BRIEF: Reproduce all of the material below with "locate" substituted for each occurrence of "indicate", keeping everything else unchanged.

RECORD SET:
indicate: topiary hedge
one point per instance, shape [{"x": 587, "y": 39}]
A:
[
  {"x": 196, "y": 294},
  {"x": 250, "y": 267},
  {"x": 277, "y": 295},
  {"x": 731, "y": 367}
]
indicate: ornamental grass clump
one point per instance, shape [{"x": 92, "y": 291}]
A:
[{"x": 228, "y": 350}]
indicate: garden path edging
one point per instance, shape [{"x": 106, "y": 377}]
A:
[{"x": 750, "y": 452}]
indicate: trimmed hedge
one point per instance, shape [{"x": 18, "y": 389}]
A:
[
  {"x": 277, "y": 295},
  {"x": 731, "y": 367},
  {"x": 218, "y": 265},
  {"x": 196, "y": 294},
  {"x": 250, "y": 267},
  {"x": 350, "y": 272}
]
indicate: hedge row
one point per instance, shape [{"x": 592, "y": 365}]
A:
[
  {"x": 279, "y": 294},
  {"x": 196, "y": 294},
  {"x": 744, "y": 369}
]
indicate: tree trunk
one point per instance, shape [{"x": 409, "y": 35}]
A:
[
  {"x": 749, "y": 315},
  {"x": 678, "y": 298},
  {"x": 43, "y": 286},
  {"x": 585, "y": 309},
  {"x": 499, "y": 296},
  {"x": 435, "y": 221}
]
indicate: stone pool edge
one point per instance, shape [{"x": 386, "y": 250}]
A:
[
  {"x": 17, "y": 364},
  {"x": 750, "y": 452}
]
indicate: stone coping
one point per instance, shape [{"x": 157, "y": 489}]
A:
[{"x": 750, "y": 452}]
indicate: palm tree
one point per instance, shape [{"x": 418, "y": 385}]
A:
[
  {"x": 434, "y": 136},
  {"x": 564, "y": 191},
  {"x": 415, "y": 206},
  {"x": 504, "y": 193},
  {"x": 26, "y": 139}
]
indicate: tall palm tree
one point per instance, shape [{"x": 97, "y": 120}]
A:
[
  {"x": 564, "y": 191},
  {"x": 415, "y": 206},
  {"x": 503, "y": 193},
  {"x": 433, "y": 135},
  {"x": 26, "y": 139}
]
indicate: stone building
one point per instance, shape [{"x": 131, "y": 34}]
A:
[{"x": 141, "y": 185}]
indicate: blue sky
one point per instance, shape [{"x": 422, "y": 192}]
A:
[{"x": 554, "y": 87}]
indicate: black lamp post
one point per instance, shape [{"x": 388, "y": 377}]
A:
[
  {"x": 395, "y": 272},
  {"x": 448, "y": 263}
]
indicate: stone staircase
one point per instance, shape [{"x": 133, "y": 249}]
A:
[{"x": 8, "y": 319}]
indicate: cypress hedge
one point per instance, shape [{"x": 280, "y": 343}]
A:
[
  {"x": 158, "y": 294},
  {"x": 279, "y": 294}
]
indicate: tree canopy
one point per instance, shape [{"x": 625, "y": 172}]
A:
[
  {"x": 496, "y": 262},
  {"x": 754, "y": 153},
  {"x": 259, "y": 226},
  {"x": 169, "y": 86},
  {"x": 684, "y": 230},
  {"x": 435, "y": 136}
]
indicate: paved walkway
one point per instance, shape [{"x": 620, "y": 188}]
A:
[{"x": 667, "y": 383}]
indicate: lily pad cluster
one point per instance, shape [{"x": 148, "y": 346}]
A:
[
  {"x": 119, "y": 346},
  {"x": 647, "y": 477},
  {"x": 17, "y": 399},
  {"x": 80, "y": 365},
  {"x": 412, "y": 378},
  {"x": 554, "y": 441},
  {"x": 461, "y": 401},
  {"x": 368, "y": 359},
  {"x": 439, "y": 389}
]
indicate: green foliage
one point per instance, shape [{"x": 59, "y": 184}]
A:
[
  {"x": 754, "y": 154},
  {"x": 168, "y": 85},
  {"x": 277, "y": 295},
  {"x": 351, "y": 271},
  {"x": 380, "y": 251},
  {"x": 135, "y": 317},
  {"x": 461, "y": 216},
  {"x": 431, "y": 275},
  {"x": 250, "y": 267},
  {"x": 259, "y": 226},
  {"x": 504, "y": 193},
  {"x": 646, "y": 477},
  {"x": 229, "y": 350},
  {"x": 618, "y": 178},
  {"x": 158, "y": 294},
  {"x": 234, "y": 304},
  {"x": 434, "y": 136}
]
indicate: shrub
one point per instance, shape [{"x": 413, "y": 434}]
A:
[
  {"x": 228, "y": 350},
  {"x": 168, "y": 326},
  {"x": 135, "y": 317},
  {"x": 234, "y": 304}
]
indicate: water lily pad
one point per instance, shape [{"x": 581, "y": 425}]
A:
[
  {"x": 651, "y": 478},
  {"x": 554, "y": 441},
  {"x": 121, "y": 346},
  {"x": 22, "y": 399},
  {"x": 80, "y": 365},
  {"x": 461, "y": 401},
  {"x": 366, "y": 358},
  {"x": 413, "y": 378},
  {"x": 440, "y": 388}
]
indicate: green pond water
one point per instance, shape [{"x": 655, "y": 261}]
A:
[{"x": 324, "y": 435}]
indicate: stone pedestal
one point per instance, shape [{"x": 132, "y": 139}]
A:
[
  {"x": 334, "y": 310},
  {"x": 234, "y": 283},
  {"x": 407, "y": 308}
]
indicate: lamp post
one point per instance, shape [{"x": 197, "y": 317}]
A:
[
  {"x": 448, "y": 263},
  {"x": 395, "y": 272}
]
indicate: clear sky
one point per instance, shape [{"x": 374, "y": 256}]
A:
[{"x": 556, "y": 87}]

EXERCISE SOLUTION:
locate: topiary hedge
one point per instance, shape [{"x": 587, "y": 39}]
A:
[
  {"x": 196, "y": 294},
  {"x": 250, "y": 267},
  {"x": 277, "y": 295},
  {"x": 731, "y": 367}
]
locate: ornamental grass clump
one point per instance, shape [{"x": 92, "y": 291}]
A:
[{"x": 228, "y": 350}]
locate: garden path edging
one point per instance, shape [{"x": 106, "y": 377}]
A:
[{"x": 750, "y": 452}]
locate: trimmed hedge
one point per instance, shape [{"x": 18, "y": 389}]
A:
[
  {"x": 277, "y": 295},
  {"x": 731, "y": 367},
  {"x": 218, "y": 265},
  {"x": 196, "y": 294},
  {"x": 250, "y": 267},
  {"x": 350, "y": 272}
]
locate: hedge row
one point per instance, shape [{"x": 592, "y": 365}]
A:
[
  {"x": 279, "y": 294},
  {"x": 196, "y": 294},
  {"x": 744, "y": 369}
]
locate: tree trunk
one point per instance, shape [{"x": 409, "y": 35}]
A:
[
  {"x": 749, "y": 315},
  {"x": 678, "y": 298},
  {"x": 43, "y": 286},
  {"x": 585, "y": 309},
  {"x": 499, "y": 296},
  {"x": 435, "y": 221}
]
locate: stone pool edge
one point per instance, shape [{"x": 386, "y": 250}]
A:
[
  {"x": 17, "y": 364},
  {"x": 750, "y": 452}
]
locate: stone coping
one point per instance, shape [{"x": 157, "y": 489}]
A:
[{"x": 750, "y": 452}]
locate: palm tree
one point per instance, shape [{"x": 418, "y": 385}]
A:
[
  {"x": 434, "y": 136},
  {"x": 564, "y": 191},
  {"x": 415, "y": 206},
  {"x": 504, "y": 193},
  {"x": 26, "y": 139}
]
locate: tall palm tree
one point per instance, shape [{"x": 97, "y": 120}]
A:
[
  {"x": 564, "y": 191},
  {"x": 415, "y": 206},
  {"x": 503, "y": 193},
  {"x": 433, "y": 135},
  {"x": 26, "y": 139}
]
locate: stone building
one point per instance, shape [{"x": 131, "y": 34}]
A:
[{"x": 141, "y": 185}]
locate: blue sky
one point per instance, shape [{"x": 422, "y": 192}]
A:
[{"x": 554, "y": 87}]
locate: black lamp post
one point per instance, shape [{"x": 388, "y": 377}]
A:
[
  {"x": 395, "y": 272},
  {"x": 448, "y": 263}
]
locate: stone staircase
one point per instance, shape [{"x": 133, "y": 249}]
A:
[{"x": 8, "y": 319}]
locate: cypress hedge
one point per instance, shape [{"x": 280, "y": 343}]
A:
[
  {"x": 158, "y": 294},
  {"x": 279, "y": 294}
]
locate: tree canopy
one point per instance, shape [{"x": 625, "y": 172}]
A:
[
  {"x": 496, "y": 262},
  {"x": 754, "y": 153},
  {"x": 259, "y": 226},
  {"x": 169, "y": 86},
  {"x": 684, "y": 230},
  {"x": 435, "y": 136}
]
locate: paved walkway
one point per instance, shape [{"x": 620, "y": 188}]
A:
[{"x": 667, "y": 383}]
locate: lily pad cluster
one point per instance, shape [{"x": 148, "y": 346}]
A:
[
  {"x": 119, "y": 346},
  {"x": 647, "y": 477},
  {"x": 17, "y": 399},
  {"x": 80, "y": 365},
  {"x": 412, "y": 378},
  {"x": 554, "y": 441},
  {"x": 461, "y": 401},
  {"x": 368, "y": 359},
  {"x": 439, "y": 389}
]
locate: green foliage
one point per instance, shape [{"x": 59, "y": 184}]
A:
[
  {"x": 754, "y": 154},
  {"x": 168, "y": 85},
  {"x": 277, "y": 295},
  {"x": 351, "y": 271},
  {"x": 380, "y": 251},
  {"x": 135, "y": 317},
  {"x": 461, "y": 216},
  {"x": 431, "y": 275},
  {"x": 250, "y": 267},
  {"x": 259, "y": 226},
  {"x": 504, "y": 193},
  {"x": 646, "y": 477},
  {"x": 229, "y": 350},
  {"x": 618, "y": 178},
  {"x": 158, "y": 294},
  {"x": 234, "y": 304},
  {"x": 434, "y": 136}
]
locate: shrub
one point per instance, shape [{"x": 413, "y": 434}]
A:
[
  {"x": 228, "y": 350},
  {"x": 168, "y": 326},
  {"x": 135, "y": 317},
  {"x": 234, "y": 304}
]
locate: water lily pad
one point per instance, shape [{"x": 581, "y": 425}]
A:
[
  {"x": 651, "y": 478},
  {"x": 554, "y": 441},
  {"x": 121, "y": 346},
  {"x": 22, "y": 399},
  {"x": 80, "y": 365},
  {"x": 461, "y": 401},
  {"x": 366, "y": 358},
  {"x": 413, "y": 378},
  {"x": 440, "y": 388}
]
locate: green pond water
one point per instance, shape [{"x": 655, "y": 261}]
A:
[{"x": 324, "y": 435}]
locate: stone pedestal
one point per instance, shape [{"x": 132, "y": 139}]
A:
[
  {"x": 334, "y": 310},
  {"x": 234, "y": 283},
  {"x": 407, "y": 308}
]
locate: lamp post
one point per instance, shape [{"x": 197, "y": 317}]
A:
[
  {"x": 448, "y": 263},
  {"x": 395, "y": 272}
]
locate: clear sky
one point per instance, shape [{"x": 374, "y": 256}]
A:
[{"x": 556, "y": 87}]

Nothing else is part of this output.